**PROBLEM TO WORK ON**
Print everything from the beginning of the rows down to and including the line containing "Query: closed eye", reproducing each line exactly. Omit the pictures from the output.

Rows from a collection
──────────────────────────────
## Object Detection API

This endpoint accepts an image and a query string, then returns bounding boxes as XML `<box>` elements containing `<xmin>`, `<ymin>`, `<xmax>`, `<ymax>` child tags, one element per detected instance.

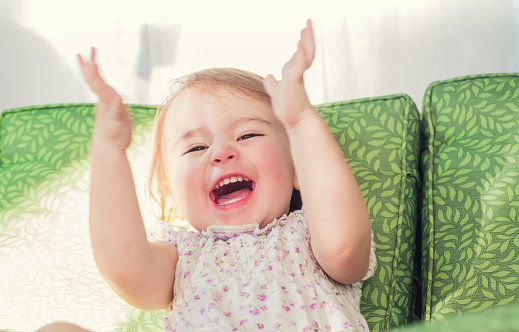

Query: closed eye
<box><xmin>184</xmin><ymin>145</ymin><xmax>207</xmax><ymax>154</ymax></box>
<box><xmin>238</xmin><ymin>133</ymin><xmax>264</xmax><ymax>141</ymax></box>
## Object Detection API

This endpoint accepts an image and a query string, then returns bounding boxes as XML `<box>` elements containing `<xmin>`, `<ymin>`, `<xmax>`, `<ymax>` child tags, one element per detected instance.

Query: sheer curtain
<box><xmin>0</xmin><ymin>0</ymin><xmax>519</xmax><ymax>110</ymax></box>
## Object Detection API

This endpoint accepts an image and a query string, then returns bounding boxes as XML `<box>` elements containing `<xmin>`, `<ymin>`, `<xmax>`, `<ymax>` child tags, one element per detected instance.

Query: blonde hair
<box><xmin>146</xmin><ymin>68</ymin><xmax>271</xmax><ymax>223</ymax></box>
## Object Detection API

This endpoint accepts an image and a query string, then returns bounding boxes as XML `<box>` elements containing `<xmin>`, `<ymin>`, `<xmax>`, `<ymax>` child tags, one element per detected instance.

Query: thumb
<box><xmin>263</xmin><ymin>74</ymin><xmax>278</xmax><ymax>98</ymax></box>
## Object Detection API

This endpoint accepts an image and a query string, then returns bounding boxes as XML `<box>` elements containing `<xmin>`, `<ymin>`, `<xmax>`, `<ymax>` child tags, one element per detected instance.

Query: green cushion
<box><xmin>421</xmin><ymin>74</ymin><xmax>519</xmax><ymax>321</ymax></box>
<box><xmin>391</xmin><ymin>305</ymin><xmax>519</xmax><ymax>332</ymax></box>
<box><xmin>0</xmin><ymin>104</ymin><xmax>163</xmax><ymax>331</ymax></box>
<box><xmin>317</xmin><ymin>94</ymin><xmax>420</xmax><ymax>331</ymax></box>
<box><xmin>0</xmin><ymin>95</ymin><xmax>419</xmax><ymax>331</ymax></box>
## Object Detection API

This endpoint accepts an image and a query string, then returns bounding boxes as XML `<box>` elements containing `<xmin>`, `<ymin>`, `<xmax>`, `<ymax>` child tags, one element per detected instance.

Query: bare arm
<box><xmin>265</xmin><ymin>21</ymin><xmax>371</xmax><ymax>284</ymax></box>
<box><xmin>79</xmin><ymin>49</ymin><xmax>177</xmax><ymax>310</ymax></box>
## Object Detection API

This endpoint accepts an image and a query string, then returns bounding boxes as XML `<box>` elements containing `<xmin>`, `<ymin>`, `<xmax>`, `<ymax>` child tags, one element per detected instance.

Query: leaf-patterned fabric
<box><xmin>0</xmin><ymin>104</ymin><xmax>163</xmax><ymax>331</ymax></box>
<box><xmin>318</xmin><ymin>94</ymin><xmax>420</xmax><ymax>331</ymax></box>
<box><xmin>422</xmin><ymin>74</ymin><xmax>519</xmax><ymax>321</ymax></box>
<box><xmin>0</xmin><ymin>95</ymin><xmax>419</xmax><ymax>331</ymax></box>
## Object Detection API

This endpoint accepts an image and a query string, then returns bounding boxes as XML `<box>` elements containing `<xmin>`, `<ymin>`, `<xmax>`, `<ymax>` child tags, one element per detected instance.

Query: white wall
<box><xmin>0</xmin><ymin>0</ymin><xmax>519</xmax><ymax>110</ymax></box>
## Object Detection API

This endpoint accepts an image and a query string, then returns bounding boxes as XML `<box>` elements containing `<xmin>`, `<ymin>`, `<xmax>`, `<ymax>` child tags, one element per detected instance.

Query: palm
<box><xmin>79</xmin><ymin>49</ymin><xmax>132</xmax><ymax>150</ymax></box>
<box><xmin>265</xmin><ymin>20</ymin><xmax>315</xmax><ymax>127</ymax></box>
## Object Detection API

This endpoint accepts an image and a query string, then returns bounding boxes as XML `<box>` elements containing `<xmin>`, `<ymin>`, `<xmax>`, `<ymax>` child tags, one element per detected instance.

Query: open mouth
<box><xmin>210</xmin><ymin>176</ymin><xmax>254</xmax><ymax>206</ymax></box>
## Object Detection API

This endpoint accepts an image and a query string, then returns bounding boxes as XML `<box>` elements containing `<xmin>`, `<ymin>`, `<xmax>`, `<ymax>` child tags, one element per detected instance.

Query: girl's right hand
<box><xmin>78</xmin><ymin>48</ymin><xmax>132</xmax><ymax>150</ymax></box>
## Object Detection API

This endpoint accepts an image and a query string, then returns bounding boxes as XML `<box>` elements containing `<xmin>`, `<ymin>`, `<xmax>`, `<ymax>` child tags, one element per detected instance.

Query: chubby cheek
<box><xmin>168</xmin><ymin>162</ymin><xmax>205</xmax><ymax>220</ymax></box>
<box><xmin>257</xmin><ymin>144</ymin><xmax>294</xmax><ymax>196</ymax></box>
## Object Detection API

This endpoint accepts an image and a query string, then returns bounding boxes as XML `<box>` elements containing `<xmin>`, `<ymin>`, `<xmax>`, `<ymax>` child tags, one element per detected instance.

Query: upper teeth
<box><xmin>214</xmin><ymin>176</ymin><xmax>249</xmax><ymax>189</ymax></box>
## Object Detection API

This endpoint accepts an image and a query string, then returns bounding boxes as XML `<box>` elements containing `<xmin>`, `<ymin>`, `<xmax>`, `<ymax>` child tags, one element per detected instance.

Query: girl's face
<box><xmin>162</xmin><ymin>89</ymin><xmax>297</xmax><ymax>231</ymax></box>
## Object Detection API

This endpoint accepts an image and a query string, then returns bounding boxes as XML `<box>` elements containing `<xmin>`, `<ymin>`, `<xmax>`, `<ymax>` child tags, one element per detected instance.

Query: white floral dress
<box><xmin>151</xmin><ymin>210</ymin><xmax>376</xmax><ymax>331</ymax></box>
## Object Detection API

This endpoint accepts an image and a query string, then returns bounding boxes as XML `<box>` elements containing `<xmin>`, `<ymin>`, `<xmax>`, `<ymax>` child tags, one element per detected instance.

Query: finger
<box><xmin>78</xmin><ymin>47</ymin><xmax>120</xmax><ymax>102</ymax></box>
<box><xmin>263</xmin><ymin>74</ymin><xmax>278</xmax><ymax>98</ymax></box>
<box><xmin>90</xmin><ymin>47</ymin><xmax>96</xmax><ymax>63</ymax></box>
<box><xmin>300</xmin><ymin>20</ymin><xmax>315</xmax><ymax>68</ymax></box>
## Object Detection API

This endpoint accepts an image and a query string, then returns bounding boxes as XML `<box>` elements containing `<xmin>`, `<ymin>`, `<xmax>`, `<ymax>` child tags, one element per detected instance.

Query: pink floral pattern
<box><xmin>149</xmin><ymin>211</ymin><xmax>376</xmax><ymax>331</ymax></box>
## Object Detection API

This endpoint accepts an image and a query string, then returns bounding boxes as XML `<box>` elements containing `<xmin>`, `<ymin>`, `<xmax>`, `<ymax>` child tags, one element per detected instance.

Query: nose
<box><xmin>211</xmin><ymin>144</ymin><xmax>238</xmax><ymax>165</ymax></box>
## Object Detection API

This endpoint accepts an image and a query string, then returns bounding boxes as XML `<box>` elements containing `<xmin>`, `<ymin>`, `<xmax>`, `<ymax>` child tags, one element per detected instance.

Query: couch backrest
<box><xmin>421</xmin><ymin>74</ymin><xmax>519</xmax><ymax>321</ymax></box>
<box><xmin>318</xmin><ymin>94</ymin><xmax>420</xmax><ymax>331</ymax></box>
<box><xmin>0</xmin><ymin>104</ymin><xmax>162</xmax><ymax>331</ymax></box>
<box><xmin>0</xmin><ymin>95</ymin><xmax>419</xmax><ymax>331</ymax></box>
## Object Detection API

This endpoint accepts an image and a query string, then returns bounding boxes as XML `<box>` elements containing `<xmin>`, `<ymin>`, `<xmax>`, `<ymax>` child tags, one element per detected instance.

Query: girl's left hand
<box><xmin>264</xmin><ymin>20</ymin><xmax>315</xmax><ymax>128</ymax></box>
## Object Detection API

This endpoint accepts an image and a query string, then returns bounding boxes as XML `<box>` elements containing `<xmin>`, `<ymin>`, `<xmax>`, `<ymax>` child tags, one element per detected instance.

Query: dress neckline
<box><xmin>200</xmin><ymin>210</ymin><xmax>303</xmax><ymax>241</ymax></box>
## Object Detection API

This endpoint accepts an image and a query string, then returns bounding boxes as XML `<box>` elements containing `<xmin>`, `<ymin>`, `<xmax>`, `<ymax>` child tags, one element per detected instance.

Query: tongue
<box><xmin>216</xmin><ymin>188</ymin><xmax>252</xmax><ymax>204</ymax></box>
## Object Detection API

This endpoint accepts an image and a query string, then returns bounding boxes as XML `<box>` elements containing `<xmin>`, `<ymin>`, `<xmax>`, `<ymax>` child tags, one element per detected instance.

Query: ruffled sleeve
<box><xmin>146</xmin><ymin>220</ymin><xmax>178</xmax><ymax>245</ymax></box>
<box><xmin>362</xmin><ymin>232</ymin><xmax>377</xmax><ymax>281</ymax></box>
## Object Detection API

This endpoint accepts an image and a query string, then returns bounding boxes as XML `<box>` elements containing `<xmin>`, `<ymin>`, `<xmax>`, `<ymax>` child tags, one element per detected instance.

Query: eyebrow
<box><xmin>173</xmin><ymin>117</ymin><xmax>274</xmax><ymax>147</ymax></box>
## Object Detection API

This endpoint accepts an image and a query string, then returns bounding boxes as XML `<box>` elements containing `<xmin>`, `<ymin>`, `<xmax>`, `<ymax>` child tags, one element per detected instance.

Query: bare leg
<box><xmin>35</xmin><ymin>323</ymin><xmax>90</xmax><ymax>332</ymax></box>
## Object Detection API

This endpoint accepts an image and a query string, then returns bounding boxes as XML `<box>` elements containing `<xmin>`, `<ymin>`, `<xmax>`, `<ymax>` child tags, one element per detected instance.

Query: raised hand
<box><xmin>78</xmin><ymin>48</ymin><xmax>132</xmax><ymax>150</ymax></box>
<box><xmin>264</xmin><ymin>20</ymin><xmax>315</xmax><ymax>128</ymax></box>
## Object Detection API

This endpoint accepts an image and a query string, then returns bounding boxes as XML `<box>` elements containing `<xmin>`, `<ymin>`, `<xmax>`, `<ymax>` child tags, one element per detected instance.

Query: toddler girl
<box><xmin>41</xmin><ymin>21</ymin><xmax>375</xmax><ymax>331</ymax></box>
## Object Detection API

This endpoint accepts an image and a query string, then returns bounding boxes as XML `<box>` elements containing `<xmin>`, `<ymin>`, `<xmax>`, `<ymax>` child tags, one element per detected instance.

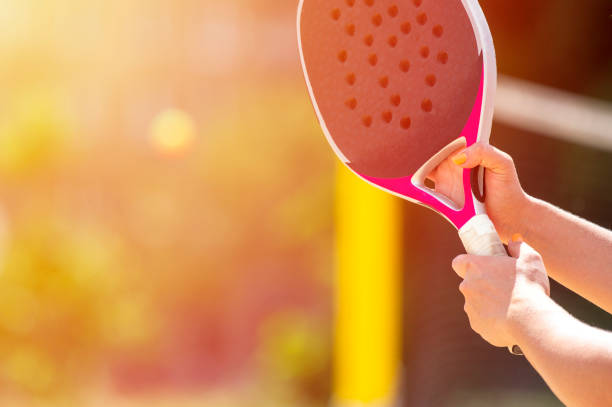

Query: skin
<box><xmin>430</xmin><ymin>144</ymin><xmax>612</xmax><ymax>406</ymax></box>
──────────────────────────────
**THE RESPONSE**
## Object Detection API

This endpoint accepts an image and a query string, then returns bounding boxes as XML `<box>` elements containing `<xmin>`, `<ymin>`, `<xmax>`, `<ymax>` child tags, one element per detected instance.


Query: closed eye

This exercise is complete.